● **DOCUMENT**

Income Tax Appellate Tribunal - Delhi

Dcit, New Delhi vs M/S. Bses Yamuna Power Ltd., Delhi on 8 February, 2019

          IN THE INCOME TAX APPELLATE TRIBUNAL
              DELHI BENCHES: 'D', NEW DELHI

       BEFORE SMT. BEENA A PILLAI, JUDICIAL MEMBER
    AND SHRI PRASHANT MAHARISHI, ACCOUNTANT MEMBER

                       ITA No. 3800/Del/2015
                            AY: 2008-09

DCIT, Circle 5(1)               BSES Yamuna Power Ltd.
Room No.390              vs.    Shakti Kiran building
C.R.building                    Karkardoma
I.P.Estate                      Delhi 110 092
New Delhi
                                PAN: AABCC8569N

 (Appellant)                           (Respondent)


                 Department by : Sh. JK Mishra, CIT, DR.
                  Assessee by : Sh. Rohit Jain, Adv.
                                Sh.Vibhu Gupta, CA

                    Date of Hearing :      29/01/2019
                    Date of Pronouncement: 08/02/2019

                               ORDER


PER BEENA A PILLAI, JUDICIAL MEMBER

Present appeal has been filed by revenue against order dated 21.03.2012 passed by Ld.CIT(A)-VIII, New Delhi for Assessment Year 2008-09 on following grounds of appeal:

"The Assessing Officer (AO) Dy.CIT, Circle 5(1), New Delhi is directed to file appeal in the above mentioned case before the ITAT, New Delhi on the following grounds of appeal.

● **COLLECTED MATERIAL**

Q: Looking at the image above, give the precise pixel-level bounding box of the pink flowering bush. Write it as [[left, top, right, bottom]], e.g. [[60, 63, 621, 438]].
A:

● **REQUIRED TASKS**
**A.** In the tax tribunal order, on what date was the hearing held?
**B.** Resume the tax tribunal order from its last sentence, writing on from that point.

● **ANSWERS GIVEN**
**A.** 29/01/2019

**B.**
ITA No.3800/Del/2015 A.Y.2008-09
DCIT vs. BSES Yamuna Power Ltd.
(i) On the facts and in the circumstances of the case and in law, the Ld.CIT(A) has erred in deleting the disallowance of Consumer Security Deposit and Service Line deposits amounting to Rs.57,56,69,642/- ignoring the fact that the amount received from the customers for service line is revenue in nature as the same is part of the selling of electricity during normal business operation and does not qualify to be capital receipt.
(ii) On the facts and in the circumstances of the case and in law, the Ld.CIT(A) has erred in deleting the addition amounting to Rs.95,83,279/- on account of legal claims ignoring that the amounts involved are penal in nature and hence are not allowable.
(iii) The appellant craves leave for reserving the right to amend, modify, alter, add or forego any ground(s) of appeal at any time before or during the hearing of this appeal.

2. Brief facts of case are as under:

The assessee filed return of income on 29.09.2008, declaring loss of Rs.84,73,35,870/- which was subsequently revised on 29/03/10 declaring revised loss of Rs.64,49,30,204/-. Notice under section 143(2) of In.T.Act, 1961 (the Act) was served upon assessee along with questionnaire. In response to statutory notices, representative of assessee appeared before Ld.AO and filed details as called for. 2.1. Ld.AO observed that assessee had received a sum of Rs.19,65,18,794/- as service line deposit which was treated by Ld.AO as non-refundable deposit.
2.2. Further Ld.AO observed that assessee claimed legal expenses of Rs.3,83,33,117/-. Ld. AO called for nature of payment. From details filed, it was observed that, a portion of expenses claimed, Ld. AO was of opinion that could not be allowed as it was in the 2 ITA No.3800/Del/2015 A.Y.2008-09 DCIT vs. BSES Yamuna Power Ltd.

nature of penalty imposed upon assessee for failure to perform his duties as per law.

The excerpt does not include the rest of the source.